(Beginning of Exercise data)

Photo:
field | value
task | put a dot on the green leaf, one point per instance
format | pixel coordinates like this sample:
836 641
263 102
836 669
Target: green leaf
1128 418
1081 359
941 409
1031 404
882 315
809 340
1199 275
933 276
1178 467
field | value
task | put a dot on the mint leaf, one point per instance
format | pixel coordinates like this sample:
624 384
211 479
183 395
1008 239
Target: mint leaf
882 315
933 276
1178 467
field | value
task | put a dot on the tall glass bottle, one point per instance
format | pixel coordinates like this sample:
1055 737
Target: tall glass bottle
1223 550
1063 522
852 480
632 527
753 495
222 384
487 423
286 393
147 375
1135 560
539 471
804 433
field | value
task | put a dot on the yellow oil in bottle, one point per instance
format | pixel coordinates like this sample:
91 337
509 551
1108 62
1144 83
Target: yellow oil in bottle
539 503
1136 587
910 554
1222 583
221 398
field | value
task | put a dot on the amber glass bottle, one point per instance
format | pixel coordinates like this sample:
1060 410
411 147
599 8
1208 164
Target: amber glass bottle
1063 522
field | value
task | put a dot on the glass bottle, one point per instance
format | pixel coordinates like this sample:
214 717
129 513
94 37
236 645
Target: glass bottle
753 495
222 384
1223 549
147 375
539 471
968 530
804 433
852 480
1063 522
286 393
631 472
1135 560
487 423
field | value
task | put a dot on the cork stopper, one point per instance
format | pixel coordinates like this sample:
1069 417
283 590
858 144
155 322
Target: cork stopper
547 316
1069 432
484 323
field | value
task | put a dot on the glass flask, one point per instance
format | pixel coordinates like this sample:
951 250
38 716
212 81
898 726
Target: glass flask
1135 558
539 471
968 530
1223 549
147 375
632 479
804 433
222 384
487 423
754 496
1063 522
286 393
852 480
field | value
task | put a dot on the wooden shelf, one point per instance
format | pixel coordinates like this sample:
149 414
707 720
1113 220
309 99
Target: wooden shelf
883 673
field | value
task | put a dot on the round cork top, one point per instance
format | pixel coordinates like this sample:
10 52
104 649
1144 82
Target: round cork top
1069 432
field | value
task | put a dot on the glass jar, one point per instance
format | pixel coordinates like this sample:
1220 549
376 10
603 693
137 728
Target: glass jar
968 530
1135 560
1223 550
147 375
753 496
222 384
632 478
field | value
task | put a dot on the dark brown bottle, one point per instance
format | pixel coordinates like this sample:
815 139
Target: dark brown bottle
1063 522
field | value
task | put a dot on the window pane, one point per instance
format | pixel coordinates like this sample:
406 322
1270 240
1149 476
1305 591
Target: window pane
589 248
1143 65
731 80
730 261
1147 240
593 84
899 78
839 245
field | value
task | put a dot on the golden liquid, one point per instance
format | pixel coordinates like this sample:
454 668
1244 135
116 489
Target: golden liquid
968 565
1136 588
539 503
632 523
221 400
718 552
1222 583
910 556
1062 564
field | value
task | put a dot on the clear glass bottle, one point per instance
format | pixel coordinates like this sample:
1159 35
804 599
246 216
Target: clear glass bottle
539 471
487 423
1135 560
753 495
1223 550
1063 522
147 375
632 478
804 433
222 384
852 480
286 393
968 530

(End of Exercise data)

• What to work on:
Reproduce all entries. Keep them exact.

• Written solution:
Photo:
field | value
task | put a dot on the green leaf, one point per instance
format | pixel coordinates like this sample:
836 641
263 102
836 669
Target: green leaf
1128 418
1081 359
941 409
1031 404
882 315
809 340
1199 275
933 276
1178 467
field | value
task | put a dot on the mint leaf, one point per instance
format | pixel coordinates like this sample:
624 384
211 479
183 395
1008 239
Target: mint leaf
882 315
933 276
1178 467
field | value
task | put a dot on the tall glass bottle, one point per instance
format | pixel coordinates like this sample:
1055 737
Target: tall glass bottle
1223 550
1063 522
852 480
632 527
753 495
222 384
487 423
286 393
147 375
1135 560
539 471
804 433
field | value
task | put a dot on the yellow oil in bottle, one point per instance
format | pixel coordinates like this sample:
91 337
509 551
1108 62
1144 83
Target: yellow oil in bottle
539 503
1136 587
910 554
1222 583
221 398
field | value
task | put a dot on the amber glass bottle, one point per instance
format | pixel coordinates like this sample:
1060 410
411 147
599 8
1208 164
Target: amber glass bottle
1063 522
field | value
task | put a dot on the glass bottle, one point per instance
format | pixel coordinates like this sample:
214 717
129 513
94 37
236 645
Target: glass bottle
753 495
222 384
1223 549
147 375
539 471
968 530
804 433
852 480
1063 522
286 393
631 472
1135 560
487 423
field | value
task | put a dot on the cork stopper, one point per instance
format | pixel coordinates like this sample:
1069 417
283 590
858 144
155 322
Target: cork stopper
547 316
1069 432
484 323
field | value
task | put a dot on the glass flask, one point per instance
format | pixel coordinates like this sample:
951 250
38 716
212 81
898 726
Target: glass flask
1135 558
539 471
968 530
1223 549
147 375
632 479
804 433
222 384
487 423
754 496
1063 522
286 393
852 480
field | value
task | put a dot on the wooden shelf, one point per instance
format | pixel coordinates like this sample:
149 414
707 720
1113 220
309 99
Target: wooden shelf
883 673
field | value
task | put a dot on the round cork top, one point per instance
format | pixel coordinates like this sample:
10 52
104 649
1144 82
Target: round cork top
1069 432
field | value
task | put a dot on the glass jar, one point per instance
format | pixel coordinates like this sample:
1220 549
376 10
603 693
137 728
Target: glass jar
968 530
1135 560
1223 550
147 375
753 496
222 384
632 478
field | value
task | put a dot on the dark brown bottle, one point per instance
format | pixel coordinates like this sample:
815 139
Target: dark brown bottle
1063 522
field | value
task | put a dot on the window pane, one point per instance
format | pixel coordinates like this sample:
406 322
1270 240
1149 476
1305 591
Target: window pane
589 248
1143 65
731 80
730 261
1147 240
593 84
899 78
839 245
field | value
task | put a dot on the golden liquid, one point per instance
format | pixel coordinates like this sample:
454 668
1244 135
116 489
Target: golden liquid
968 565
1136 588
539 503
632 523
221 400
718 552
1222 583
910 556
1062 564
field | value
task | put a dot on the clear glass bottle, one point per instance
format | pixel coordinates like this sample:
1159 35
804 599
246 216
Target: clear glass bottle
539 471
487 423
1135 560
753 495
1223 550
1063 522
147 375
632 478
804 433
222 384
852 480
286 393
968 530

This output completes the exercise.